Start
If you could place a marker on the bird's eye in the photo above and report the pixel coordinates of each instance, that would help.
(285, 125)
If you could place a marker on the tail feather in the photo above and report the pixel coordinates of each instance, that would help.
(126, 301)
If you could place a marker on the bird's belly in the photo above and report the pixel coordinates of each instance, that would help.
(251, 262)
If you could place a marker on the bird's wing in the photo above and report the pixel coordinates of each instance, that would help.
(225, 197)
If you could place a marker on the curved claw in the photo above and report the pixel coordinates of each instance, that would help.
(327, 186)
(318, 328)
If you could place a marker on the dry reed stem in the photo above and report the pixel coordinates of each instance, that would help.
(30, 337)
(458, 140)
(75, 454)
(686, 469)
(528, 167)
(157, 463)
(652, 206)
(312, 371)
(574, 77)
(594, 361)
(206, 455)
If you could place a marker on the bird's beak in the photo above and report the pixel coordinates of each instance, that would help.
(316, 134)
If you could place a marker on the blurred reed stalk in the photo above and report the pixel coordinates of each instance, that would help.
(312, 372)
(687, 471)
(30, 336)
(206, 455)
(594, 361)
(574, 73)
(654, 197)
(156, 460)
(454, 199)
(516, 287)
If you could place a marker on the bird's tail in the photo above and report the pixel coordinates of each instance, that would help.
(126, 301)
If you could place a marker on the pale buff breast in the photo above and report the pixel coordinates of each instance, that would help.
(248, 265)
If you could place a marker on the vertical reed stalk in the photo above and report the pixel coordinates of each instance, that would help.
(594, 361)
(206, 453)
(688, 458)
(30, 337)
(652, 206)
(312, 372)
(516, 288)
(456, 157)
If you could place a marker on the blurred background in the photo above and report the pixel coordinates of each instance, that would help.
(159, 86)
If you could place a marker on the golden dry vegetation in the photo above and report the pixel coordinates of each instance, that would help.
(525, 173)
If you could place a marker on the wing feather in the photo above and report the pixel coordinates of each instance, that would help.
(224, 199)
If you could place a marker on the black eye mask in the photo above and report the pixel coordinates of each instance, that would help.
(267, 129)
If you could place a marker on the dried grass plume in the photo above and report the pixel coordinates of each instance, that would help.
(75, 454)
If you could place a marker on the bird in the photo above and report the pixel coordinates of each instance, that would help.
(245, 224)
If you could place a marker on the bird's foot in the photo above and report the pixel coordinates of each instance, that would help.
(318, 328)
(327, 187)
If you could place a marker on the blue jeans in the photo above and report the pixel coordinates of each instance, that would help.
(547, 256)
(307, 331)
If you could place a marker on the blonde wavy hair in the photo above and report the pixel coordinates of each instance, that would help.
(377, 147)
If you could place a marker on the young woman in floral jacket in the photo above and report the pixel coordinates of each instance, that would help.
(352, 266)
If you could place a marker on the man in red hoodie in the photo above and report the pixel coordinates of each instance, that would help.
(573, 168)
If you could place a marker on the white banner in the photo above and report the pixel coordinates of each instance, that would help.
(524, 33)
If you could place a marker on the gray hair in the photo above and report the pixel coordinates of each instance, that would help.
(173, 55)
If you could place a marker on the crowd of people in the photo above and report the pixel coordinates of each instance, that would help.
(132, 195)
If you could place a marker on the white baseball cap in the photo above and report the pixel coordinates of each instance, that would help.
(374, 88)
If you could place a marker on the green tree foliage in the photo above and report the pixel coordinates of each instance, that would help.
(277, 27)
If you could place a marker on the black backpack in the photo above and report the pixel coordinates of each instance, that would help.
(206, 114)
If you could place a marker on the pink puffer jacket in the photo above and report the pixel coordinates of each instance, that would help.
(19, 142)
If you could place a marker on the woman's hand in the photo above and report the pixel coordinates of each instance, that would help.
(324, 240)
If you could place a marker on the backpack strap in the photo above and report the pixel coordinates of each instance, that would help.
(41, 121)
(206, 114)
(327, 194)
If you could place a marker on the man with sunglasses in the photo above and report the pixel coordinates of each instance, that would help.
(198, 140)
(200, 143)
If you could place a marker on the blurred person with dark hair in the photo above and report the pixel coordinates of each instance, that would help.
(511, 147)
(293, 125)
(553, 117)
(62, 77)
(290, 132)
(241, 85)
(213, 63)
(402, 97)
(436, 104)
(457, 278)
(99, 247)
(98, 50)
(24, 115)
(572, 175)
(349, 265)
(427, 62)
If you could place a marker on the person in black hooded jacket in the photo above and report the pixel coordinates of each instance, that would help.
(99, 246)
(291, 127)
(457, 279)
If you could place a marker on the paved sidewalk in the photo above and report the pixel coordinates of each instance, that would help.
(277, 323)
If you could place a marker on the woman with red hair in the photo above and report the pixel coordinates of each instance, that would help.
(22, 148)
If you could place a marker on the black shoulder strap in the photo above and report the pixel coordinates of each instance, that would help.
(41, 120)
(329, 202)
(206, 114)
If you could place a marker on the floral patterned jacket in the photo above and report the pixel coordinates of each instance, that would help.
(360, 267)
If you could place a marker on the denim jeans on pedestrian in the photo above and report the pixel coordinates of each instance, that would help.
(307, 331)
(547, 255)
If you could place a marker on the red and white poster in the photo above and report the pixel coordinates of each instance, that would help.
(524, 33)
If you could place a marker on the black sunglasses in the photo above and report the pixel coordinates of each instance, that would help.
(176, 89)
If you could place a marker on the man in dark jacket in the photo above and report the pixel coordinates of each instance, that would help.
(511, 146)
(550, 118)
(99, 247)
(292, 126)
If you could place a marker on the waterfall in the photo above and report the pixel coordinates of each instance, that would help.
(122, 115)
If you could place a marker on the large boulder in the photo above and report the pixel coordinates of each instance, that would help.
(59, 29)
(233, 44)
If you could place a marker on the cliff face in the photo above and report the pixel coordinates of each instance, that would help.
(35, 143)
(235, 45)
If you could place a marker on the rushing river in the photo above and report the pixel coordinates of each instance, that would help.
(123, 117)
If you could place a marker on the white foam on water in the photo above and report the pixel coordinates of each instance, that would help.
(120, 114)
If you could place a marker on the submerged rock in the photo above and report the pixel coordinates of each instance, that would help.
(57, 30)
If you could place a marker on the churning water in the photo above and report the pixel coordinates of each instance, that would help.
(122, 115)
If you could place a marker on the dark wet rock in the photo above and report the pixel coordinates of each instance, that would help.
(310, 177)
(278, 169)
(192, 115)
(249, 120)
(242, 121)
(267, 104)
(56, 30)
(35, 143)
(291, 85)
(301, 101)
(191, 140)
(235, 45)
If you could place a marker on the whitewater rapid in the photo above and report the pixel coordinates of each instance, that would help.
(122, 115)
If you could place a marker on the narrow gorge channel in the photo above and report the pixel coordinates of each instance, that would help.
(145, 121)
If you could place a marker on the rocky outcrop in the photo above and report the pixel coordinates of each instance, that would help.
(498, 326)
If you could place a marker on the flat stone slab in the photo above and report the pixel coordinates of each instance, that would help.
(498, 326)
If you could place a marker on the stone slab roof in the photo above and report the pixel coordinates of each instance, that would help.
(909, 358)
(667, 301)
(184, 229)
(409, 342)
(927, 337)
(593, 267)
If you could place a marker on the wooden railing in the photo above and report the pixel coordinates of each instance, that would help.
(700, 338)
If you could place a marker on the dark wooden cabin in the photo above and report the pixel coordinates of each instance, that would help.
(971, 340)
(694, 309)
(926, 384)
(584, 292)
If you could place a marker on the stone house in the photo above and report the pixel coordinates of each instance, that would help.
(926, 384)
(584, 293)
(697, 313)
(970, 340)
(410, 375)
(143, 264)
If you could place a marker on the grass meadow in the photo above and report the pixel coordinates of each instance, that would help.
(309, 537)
End
__WHAT TO DO__
Extract the listing in its entirety and repeat it exactly.

__WRITTEN ANSWER__
If you could place a marker on the bird's eye in the photo above and report the pixel coordinates of each instance, that would help.
(285, 125)
If you could place a marker on the tail feather in the photo above and report the pixel coordinates of each instance, that would help.
(126, 301)
If you could place a marker on the bird's belly in the photo above and report the pixel coordinates of each instance, that would help.
(251, 262)
If you could place a marker on the bird's wing in the photo above and report the pixel coordinates of each instance, that would help.
(225, 197)
If you could place a marker on the curved claw in the photo above and report the pixel coordinates of each instance, that would help.
(327, 186)
(318, 328)
If you could place a marker on the dry reed stem in the photo above and report the pixel coordinates of each instance, that would help.
(30, 337)
(458, 140)
(75, 454)
(686, 469)
(528, 167)
(157, 463)
(652, 206)
(312, 371)
(574, 77)
(594, 361)
(206, 455)
If you could place a marker on the bird's beak in the photo above and report the pixel coordinates of each instance, that would help.
(316, 134)
If you could place a marker on the blurred reed stalk in the photo above and report the pixel coordinates of each instance, that would help.
(312, 372)
(687, 471)
(30, 336)
(206, 455)
(594, 361)
(574, 73)
(654, 197)
(156, 460)
(454, 199)
(516, 287)
If you could place a marker on the bird's tail in the photo above and report the pixel coordinates of each instance, that would help.
(126, 301)
If you could place a marker on the pale buff breast in the photo above and report the pixel coordinates of each instance, that would help.
(248, 265)
If you could place a marker on the vertical reed stalk in the photo above and report the pixel coordinates of each instance, that would help.
(594, 361)
(206, 453)
(688, 458)
(30, 337)
(652, 206)
(312, 372)
(516, 288)
(456, 157)
If you could place a marker on the blurred background in the photo above and report the pixel coordinates of each instance, that would help.
(159, 86)
If you could place a marker on the golden dry vegetation in the photo above and report the pixel coordinates of each instance, that would help.
(525, 173)
If you could place a marker on the wing feather in the photo above and report the pixel coordinates of each instance, that would help.
(224, 199)
If you could place a marker on the black eye mask in the photo above and report the pixel coordinates of each instance, that would help.
(267, 129)
If you could place a marker on the dried grass plume in the photo above and report the pixel coordinates of each instance, that would help.
(75, 454)
If you could place a marker on the bird in the photo above and report the pixel coordinates of each instance, that would help.
(245, 224)
If you could place a marker on the bird's foot in the photo above and report the pixel coordinates of each instance, that would help.
(318, 328)
(327, 187)
If you could place a marker on the blue jeans in the photo above and report the pixel coordinates of each instance, that would help.
(547, 256)
(307, 331)
If you could place a marker on the blonde wavy hair in the photo above and report the pixel coordinates of each instance, that would help.
(377, 147)
If you could place a marker on the young woman in floral jacket in the photo above and report the pixel coordinates of each instance, that would help.
(352, 266)
If you could place a marker on the man in red hoodie in the photo above and report the pixel coordinates of each instance, that would help.
(573, 168)
If you could place a marker on the white banner in the photo above and report the pixel coordinates of each instance, that would help.
(524, 33)
If you could place a marker on the gray hair in the photo above and report the pixel coordinates of each instance, that would help.
(173, 55)
If you could place a marker on the crowd of people in the photo above and report the pixel coordinates of each instance, that would help.
(132, 195)
If you could place a marker on the white baseball cap in the photo above and report the pixel coordinates of each instance, that would help.
(374, 88)
If you could place a marker on the green tree foliage in the photo above and report the pixel coordinates of each instance, that would help.
(277, 27)
If you could place a marker on the black backpack in the photo above and report the pixel coordinates of each instance, that would help.
(206, 114)
If you could place a marker on the pink puffer jacket in the photo above and report the pixel coordinates of each instance, that would help.
(19, 142)
If you could place a marker on the woman's hand in the photo above and report the pixel coordinates of each instance, that would help.
(324, 240)
If you could place a marker on the backpack strap in the photo above and report the pixel coordinates of each instance, that would help.
(41, 121)
(206, 114)
(327, 194)
If you could place a marker on the man with sunglasses in the photo above and report the pixel coordinates of each instance, that would help.
(198, 140)
(200, 143)
If you could place a marker on the blurred person with dark hair in the photo above and report the pixel coordinates of each instance, that would help.
(511, 147)
(293, 125)
(553, 117)
(62, 77)
(290, 132)
(241, 85)
(213, 63)
(402, 97)
(436, 104)
(457, 278)
(99, 247)
(98, 50)
(24, 115)
(572, 175)
(349, 265)
(427, 62)
If you could place a marker on the person in black hooded jacket in the photo above and report the pixel coordinates of each instance, that would help.
(99, 246)
(291, 127)
(457, 279)
If you could place a marker on the paved sidewalk in the photo above and report the pixel coordinates of each instance, that would help.
(277, 323)
If you could place a marker on the woman with red hair in the photo above and report the pixel coordinates of each instance, that would help.
(22, 148)
If you could place a marker on the black shoulder strap in the photo above and report the pixel coordinates of each instance, that would help.
(41, 120)
(329, 202)
(206, 114)
If you could place a marker on the floral patterned jacket in the photo above and report the pixel coordinates of each instance, that would help.
(360, 267)
If you could place a marker on the denim jeans on pedestrian in the photo above and report the pixel coordinates of each instance, that would help.
(307, 331)
(547, 255)
If you could place a marker on the red and white poster in the photo above and report the pixel coordinates of each instance, that would help.
(524, 33)
If you could place a marker on the black sunglasses in the photo above and report the pixel coordinates of each instance, that would help.
(176, 89)
If you could place a marker on the man in dark jacket in the photo above and report the pixel coordinates of each instance, that would help.
(511, 146)
(550, 118)
(99, 247)
(292, 126)
If you could place a marker on the waterfall in the photo above and report the pixel coordinates of each instance, that would help.
(122, 115)
If you could place a marker on the large boulder in the photo above and report the pixel coordinates of each instance, that would help.
(59, 29)
(233, 44)
If you could place a marker on the cliff face in the photo above and report the pixel coordinates of each instance, that would help.
(35, 143)
(235, 45)
If you could place a marker on the rushing river in the photo above and report the pixel coordinates of each instance, that would help.
(123, 117)
If you could place a marker on the white foam on water in the photo above and report the pixel coordinates of each instance, that would help.
(120, 114)
If you could place a marker on the submerged rock in the photo above and report the pixel coordinates of each instance, that would help.
(57, 30)
If you could place a marker on the churning water in the photo above and report the pixel coordinates of each instance, that would help.
(122, 115)
If you could place a marker on the dark wet rock in the photo above and report the pixel coordinates of each instance, that would help.
(310, 177)
(278, 169)
(192, 115)
(249, 120)
(242, 121)
(267, 104)
(56, 30)
(35, 143)
(291, 85)
(301, 101)
(191, 140)
(235, 45)
If you could place a marker on the whitewater rapid in the photo above and report the pixel coordinates of each instance, that would help.
(122, 115)
If you could place a marker on the narrow gorge channel in the photo above and report the pixel coordinates of each instance, that would help.
(145, 121)
If you could place a marker on the rocky outcrop in the photo above and report the pixel coordinates of each instance, that would help.
(498, 326)
If you could place a marker on the flat stone slab in the photo above and report the pixel coordinates of each instance, that would help.
(498, 326)
If you could place a marker on the stone slab roof in the photo above and report the pixel coordinates of each instance, that would help.
(909, 358)
(667, 301)
(184, 229)
(409, 342)
(927, 337)
(593, 267)
If you could place a marker on the wooden railing in the photo above and report the pixel coordinates of each instance, that would help.
(700, 338)
If you could place a marker on the dark wooden cabin in the photo above and report the pixel coordinates of each instance, that would help.
(971, 340)
(694, 309)
(926, 384)
(584, 292)
If you could place a marker on the stone house in the photo above and report the pixel coordinates of each instance, that would help.
(926, 384)
(584, 293)
(697, 313)
(970, 340)
(410, 375)
(143, 264)
If you could place a marker on the grass meadow in the photo above and report the pixel coordinates of each instance, that would help.
(309, 537)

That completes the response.